SHORT TASK:
Copy every line of the records below, requests included, and increase each coordinate in the answers by 145. Leave the pictures out of your copy.

DATASET:

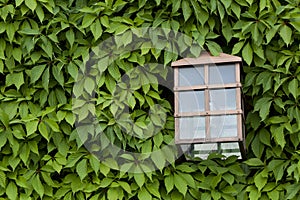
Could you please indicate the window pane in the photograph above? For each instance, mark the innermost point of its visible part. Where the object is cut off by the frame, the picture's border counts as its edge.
(191, 101)
(191, 76)
(224, 99)
(191, 127)
(223, 126)
(222, 74)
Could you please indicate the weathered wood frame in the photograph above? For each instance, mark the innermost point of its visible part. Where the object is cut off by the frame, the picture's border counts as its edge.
(206, 61)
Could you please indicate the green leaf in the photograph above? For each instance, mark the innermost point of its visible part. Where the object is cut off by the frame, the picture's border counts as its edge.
(187, 11)
(214, 48)
(31, 4)
(261, 179)
(237, 47)
(31, 127)
(286, 34)
(70, 37)
(114, 72)
(247, 53)
(158, 159)
(81, 169)
(53, 125)
(12, 191)
(4, 118)
(139, 179)
(40, 13)
(96, 29)
(293, 88)
(89, 85)
(19, 2)
(125, 186)
(279, 136)
(43, 130)
(16, 79)
(88, 19)
(36, 73)
(254, 162)
(37, 185)
(180, 184)
(10, 31)
(144, 194)
(263, 106)
(169, 183)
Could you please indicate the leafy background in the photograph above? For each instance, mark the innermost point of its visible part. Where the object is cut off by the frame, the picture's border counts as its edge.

EXPECTED OUTPUT:
Could you please indicate the window pane in the photograph above? For each instance, mark the innermost point of its visible part. Where the object is cut off by the frame, the picture's border counts as its edge.
(336, 246)
(336, 221)
(369, 244)
(336, 272)
(368, 271)
(367, 219)
Could you please indicate the weathered wood frame in the photograph above? For each instance, mark the innermost point of its visible part. Where the object is cut off by the frame, the picture's border counts as its edge.
(351, 206)
Could you please indicate the green leaf in the photograph above? For each instance, mark the innermost point of its visible part. Where the object is cut off by the frame, the picture's border counts as its edge.
(332, 156)
(359, 193)
(176, 149)
(406, 324)
(382, 192)
(176, 272)
(431, 179)
(215, 182)
(259, 217)
(392, 198)
(303, 304)
(226, 314)
(198, 270)
(157, 336)
(149, 263)
(284, 324)
(185, 158)
(241, 174)
(438, 233)
(234, 230)
(164, 147)
(270, 331)
(424, 281)
(188, 275)
(161, 224)
(233, 164)
(181, 218)
(399, 307)
(182, 330)
(325, 329)
(155, 176)
(289, 339)
(408, 251)
(314, 328)
Could you please indicate the leafy background in the photograph above? For each instance, mark the innermost point of its visible part. Where the object is cut off by the frame, the picture's border counts as its edge.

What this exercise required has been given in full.